Each line from the one that contains "black suit shown" to the end of the material must be quoted exactly; include both end lines and nothing else.

=== Records to use ===

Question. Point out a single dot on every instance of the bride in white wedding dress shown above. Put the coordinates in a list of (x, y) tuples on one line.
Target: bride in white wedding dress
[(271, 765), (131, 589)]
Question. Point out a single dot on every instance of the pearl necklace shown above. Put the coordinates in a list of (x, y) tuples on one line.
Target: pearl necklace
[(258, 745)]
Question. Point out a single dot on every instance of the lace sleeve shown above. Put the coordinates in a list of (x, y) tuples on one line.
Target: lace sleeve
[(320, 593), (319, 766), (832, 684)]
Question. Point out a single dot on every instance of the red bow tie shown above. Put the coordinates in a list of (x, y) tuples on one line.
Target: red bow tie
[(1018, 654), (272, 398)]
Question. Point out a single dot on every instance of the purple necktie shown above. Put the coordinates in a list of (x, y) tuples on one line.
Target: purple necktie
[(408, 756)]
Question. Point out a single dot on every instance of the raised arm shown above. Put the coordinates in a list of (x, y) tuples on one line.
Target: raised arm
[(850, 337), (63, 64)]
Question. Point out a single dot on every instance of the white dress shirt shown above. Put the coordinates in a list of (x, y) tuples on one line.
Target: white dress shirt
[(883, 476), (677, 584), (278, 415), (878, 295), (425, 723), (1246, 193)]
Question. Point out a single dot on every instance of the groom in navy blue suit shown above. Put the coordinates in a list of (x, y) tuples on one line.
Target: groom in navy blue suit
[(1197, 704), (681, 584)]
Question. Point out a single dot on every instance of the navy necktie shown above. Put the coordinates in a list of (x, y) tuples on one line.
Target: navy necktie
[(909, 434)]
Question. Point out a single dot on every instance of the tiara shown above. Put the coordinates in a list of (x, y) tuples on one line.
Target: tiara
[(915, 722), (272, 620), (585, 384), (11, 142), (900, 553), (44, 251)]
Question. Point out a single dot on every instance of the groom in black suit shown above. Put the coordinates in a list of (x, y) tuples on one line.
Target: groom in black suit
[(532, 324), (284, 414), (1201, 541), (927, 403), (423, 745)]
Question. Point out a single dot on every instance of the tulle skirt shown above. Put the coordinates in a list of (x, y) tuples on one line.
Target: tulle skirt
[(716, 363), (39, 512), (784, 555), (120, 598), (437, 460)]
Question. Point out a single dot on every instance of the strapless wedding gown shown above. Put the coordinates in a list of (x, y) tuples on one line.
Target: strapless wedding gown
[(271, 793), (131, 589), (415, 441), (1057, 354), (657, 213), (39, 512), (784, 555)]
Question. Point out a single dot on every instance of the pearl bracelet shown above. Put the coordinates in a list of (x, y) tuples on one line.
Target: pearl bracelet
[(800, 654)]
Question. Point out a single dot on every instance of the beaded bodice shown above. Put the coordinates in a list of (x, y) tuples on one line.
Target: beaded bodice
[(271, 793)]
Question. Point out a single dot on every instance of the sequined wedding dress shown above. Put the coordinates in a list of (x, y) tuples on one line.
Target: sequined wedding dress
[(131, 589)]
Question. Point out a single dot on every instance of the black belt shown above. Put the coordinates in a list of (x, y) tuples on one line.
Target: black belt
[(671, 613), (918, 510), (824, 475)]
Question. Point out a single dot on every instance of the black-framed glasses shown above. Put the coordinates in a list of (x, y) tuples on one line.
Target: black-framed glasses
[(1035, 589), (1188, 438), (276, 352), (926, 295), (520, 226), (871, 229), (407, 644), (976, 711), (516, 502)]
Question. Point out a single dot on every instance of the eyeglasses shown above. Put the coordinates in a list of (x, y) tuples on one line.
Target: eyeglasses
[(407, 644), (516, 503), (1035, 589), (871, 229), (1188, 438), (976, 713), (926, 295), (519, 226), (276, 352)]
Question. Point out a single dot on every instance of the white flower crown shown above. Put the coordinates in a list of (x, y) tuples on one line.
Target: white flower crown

===

▶ _Exercise solution_
Question. Point out a single dot on every instance of the groom in black suit shown above. Put the coordinates in a list of (x, y) tuples on one line.
Target: groom in black suit
[(532, 324), (284, 414), (1201, 541), (927, 403), (423, 745)]
Question. Point out a single dot on every instance of the tulle skirt shown above. Put the coordinates in a list of (x, y) tuples on one line.
Target: tulle skirt
[(716, 363), (39, 512), (784, 555), (120, 598), (437, 460)]
Question. Point out a single dot on every instance of the strapless wedding gown shown above. Put the coordinates in a list of (x, y) tuples on one line.
Target: strapless wedding gown
[(271, 793), (131, 589), (415, 441), (1057, 354), (657, 213), (39, 512), (784, 555)]
Question. Point out a single dot on every instance of the pearl bracelet shown above. Put the coordinates in a list of (x, y) tuples on one line.
Target: pearl bracelet
[(800, 654)]
Question. Point out a single dot on every instance of the beaded bodice shown above. Put the coordinates in a list of (x, y) tuples on one line.
Target: beaded bodice
[(271, 793)]
Question. Point out a single dot on every instance of the sequined wedding dress shown above. Put the coordinates in a list of (x, y) tuples on one line.
Target: sequined wedding dress
[(131, 589)]
Question. Point out a single dot on every instance of the black belt shown above. Put the coordinates in a list of (x, y) tuples on one line.
Target: black belt
[(671, 613), (918, 510), (824, 475)]
Question. Point out a single dot on every instance of the black-framed glasses shown above. Put the coordinates in a list of (x, y) tuples on one line.
Target: black-framed glasses
[(1035, 589), (1188, 438), (276, 352), (926, 295), (520, 226), (871, 229), (407, 644), (976, 711), (516, 502)]
Question. Point out a single dot on every instance of the eyeglasses shown above. Put the coordinates in a list of (x, y) tuples on one line.
Target: eyeglasses
[(407, 644), (516, 503), (1035, 589), (871, 229), (1188, 438), (976, 713), (926, 295), (519, 226), (276, 352)]
Question. Point out a single dot on every instance of the white flower crown shown above. Put the coordinates in a list of (x, y) tuples on one line.
Target: white flower crown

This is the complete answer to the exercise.